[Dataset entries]
···
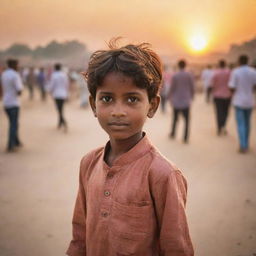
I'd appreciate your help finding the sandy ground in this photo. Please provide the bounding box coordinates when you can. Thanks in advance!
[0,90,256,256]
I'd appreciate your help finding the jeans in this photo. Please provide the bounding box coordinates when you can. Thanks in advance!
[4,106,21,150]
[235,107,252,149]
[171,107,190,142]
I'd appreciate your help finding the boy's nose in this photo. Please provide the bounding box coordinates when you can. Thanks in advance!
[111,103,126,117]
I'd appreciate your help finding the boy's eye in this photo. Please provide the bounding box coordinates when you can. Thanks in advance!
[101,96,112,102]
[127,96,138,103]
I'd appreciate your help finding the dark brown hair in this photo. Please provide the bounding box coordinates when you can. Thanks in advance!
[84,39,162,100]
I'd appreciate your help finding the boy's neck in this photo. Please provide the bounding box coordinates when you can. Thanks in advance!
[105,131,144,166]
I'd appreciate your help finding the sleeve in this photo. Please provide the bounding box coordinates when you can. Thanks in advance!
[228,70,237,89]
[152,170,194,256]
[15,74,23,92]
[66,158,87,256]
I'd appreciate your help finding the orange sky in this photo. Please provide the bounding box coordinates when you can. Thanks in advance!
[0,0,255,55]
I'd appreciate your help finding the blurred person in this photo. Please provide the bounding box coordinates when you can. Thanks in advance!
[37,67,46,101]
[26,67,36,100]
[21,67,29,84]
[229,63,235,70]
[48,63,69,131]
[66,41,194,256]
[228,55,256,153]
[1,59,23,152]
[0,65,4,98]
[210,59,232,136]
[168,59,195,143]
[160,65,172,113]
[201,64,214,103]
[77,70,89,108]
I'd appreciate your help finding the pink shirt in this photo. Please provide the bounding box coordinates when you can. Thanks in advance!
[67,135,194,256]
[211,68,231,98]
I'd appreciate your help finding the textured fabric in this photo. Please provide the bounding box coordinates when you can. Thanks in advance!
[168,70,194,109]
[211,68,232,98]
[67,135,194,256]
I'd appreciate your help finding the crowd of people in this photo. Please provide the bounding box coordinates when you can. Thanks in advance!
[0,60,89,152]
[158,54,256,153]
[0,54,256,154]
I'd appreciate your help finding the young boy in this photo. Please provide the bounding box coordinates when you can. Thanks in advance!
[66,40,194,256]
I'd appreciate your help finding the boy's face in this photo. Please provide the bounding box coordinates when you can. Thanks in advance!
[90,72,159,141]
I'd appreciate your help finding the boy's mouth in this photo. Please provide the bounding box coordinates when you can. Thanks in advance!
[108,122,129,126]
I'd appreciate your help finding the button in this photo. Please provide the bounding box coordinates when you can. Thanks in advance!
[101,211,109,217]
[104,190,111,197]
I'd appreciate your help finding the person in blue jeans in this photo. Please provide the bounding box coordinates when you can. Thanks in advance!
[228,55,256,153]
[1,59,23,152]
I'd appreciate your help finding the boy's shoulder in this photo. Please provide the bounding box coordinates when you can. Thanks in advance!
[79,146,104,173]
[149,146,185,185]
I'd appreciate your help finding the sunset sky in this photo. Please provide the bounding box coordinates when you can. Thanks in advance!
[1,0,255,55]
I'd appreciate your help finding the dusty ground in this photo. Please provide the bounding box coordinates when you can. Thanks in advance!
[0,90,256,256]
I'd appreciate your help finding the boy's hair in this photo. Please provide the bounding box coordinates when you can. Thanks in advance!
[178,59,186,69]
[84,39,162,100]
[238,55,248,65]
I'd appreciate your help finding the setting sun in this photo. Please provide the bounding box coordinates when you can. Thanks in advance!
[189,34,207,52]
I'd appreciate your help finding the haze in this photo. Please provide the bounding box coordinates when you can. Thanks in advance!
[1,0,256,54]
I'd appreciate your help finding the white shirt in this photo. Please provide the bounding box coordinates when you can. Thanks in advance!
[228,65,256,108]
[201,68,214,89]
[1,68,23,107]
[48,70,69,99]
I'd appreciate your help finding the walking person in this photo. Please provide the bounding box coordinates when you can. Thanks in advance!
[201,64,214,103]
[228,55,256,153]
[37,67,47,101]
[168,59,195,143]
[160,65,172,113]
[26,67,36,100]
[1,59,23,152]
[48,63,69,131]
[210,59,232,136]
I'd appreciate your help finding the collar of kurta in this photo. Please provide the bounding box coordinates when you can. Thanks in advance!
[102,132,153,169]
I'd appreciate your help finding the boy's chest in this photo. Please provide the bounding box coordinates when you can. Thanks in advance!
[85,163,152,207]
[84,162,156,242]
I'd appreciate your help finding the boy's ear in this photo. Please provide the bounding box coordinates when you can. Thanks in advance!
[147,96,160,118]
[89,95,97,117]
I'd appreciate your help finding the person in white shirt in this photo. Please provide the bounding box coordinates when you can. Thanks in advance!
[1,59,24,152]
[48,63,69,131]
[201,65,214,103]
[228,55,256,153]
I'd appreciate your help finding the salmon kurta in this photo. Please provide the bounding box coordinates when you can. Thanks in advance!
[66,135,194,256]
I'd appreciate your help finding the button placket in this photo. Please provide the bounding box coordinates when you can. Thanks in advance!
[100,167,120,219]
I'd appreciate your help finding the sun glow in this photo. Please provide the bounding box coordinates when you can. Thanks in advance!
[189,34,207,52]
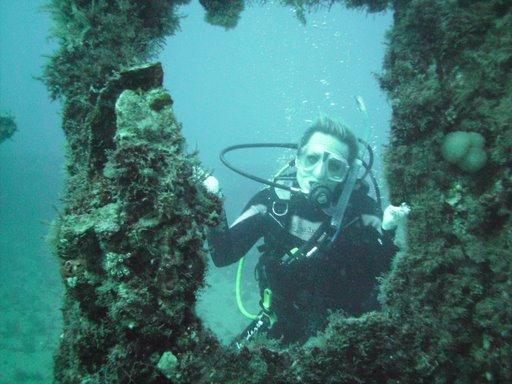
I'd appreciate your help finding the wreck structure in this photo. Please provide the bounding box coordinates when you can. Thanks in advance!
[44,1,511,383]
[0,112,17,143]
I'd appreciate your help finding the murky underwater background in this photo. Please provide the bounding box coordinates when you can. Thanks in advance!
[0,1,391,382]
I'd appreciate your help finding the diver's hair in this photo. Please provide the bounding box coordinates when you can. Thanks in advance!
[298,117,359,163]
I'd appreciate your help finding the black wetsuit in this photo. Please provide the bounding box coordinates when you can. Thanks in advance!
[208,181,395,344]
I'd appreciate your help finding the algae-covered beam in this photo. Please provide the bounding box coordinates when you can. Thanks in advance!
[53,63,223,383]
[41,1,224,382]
···
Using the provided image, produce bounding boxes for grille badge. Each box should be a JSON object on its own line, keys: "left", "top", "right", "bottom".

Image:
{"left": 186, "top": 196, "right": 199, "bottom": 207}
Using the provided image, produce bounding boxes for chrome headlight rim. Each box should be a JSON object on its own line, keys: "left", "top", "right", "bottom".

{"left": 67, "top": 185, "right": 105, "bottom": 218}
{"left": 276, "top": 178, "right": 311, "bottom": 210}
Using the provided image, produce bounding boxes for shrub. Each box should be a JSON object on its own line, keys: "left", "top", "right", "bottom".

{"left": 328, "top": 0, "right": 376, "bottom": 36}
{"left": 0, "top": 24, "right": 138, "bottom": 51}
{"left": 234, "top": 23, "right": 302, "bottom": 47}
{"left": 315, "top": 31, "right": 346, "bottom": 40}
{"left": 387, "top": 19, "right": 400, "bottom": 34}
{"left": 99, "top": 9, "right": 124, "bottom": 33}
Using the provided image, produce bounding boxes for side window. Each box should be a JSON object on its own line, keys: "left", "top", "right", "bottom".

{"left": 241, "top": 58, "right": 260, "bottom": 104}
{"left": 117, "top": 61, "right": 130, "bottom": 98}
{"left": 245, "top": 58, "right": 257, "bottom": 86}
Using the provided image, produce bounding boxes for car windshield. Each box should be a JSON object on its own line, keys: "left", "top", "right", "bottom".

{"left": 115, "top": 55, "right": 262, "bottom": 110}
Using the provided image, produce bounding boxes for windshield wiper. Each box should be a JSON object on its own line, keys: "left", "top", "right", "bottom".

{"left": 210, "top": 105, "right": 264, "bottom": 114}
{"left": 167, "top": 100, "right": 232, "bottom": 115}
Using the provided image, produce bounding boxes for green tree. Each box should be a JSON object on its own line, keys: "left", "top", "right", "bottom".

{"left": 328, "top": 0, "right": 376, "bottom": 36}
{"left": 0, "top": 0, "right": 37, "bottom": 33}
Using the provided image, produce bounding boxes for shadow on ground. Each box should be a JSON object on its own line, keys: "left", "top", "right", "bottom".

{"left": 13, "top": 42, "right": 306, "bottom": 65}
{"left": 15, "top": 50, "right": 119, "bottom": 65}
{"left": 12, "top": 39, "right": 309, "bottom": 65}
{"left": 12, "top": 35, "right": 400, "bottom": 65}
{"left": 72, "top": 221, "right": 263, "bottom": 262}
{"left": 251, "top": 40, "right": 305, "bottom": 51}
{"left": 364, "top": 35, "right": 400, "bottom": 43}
···
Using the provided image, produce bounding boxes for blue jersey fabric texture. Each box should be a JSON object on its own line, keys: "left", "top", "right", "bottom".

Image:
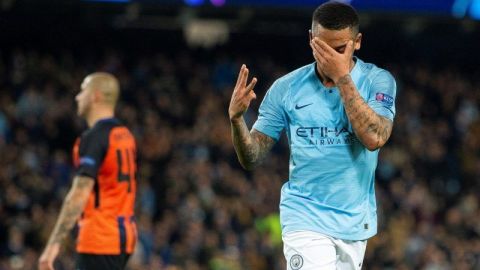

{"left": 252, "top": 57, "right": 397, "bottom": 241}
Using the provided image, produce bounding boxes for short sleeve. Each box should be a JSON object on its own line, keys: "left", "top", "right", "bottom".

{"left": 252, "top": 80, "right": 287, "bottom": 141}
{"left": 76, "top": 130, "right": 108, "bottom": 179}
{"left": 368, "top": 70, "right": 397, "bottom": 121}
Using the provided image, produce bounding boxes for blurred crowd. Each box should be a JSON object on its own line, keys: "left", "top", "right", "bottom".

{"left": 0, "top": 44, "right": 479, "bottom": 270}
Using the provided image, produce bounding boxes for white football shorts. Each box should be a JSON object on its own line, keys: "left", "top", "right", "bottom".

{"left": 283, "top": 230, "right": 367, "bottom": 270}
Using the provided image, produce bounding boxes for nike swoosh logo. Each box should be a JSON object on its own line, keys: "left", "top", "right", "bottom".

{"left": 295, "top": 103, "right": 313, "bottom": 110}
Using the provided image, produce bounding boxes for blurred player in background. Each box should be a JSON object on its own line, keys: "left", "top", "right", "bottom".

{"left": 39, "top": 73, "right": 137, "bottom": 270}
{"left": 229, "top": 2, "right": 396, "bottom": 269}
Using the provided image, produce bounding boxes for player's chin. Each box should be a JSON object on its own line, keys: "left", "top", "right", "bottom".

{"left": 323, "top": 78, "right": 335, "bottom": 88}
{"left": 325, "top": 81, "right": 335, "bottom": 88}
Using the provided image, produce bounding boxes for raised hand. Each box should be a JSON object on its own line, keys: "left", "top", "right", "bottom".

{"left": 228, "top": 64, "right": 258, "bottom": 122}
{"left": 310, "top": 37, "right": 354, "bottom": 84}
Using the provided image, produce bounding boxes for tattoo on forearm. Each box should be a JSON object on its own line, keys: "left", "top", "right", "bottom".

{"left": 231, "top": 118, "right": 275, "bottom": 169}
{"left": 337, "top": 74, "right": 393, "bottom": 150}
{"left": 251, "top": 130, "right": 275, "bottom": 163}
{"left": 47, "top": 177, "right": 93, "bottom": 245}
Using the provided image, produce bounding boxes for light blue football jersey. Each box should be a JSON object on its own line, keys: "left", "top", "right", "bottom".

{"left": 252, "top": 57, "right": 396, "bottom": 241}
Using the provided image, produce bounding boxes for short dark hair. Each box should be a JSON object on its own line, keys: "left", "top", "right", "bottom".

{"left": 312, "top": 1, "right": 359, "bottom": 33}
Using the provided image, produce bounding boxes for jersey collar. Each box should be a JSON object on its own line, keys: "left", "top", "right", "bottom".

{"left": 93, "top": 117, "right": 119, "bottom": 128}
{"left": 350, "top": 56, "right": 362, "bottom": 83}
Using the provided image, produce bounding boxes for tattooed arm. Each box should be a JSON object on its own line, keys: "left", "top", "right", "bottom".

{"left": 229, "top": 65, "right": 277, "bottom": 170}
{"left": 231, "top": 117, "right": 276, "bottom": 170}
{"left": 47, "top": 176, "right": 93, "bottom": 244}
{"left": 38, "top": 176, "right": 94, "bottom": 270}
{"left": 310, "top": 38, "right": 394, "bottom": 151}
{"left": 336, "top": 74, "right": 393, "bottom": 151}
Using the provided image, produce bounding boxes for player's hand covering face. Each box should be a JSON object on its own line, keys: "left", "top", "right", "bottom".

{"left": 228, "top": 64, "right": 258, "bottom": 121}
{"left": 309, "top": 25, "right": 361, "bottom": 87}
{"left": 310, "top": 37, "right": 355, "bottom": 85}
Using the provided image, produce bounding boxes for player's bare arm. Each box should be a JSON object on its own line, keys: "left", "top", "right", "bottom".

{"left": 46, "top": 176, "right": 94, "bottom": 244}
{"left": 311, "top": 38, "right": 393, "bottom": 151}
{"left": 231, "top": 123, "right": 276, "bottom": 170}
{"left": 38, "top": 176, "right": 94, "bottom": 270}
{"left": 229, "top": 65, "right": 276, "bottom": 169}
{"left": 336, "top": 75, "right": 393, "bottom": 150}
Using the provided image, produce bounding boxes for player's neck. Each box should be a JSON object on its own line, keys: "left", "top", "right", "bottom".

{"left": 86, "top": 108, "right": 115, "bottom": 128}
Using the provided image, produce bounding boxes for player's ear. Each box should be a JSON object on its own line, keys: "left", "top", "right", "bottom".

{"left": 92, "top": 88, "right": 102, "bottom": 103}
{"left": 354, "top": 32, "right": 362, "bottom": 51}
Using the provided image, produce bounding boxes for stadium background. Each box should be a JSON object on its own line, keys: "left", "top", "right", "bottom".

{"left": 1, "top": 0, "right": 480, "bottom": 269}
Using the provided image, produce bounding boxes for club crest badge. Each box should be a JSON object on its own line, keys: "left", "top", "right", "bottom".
···
Work order
If a line in the data holds the string "badge", copy that line.

Result of this exercise
Using the provided image, produce bounding boxes for grille badge. Each box should be a JSON object on its own line, keys: "left", "top", "right", "bottom".
Using the provided image, produce bounding boxes for club crest badge. Each box should be a JSON object on its own line, keys: "left", "top", "right", "bottom".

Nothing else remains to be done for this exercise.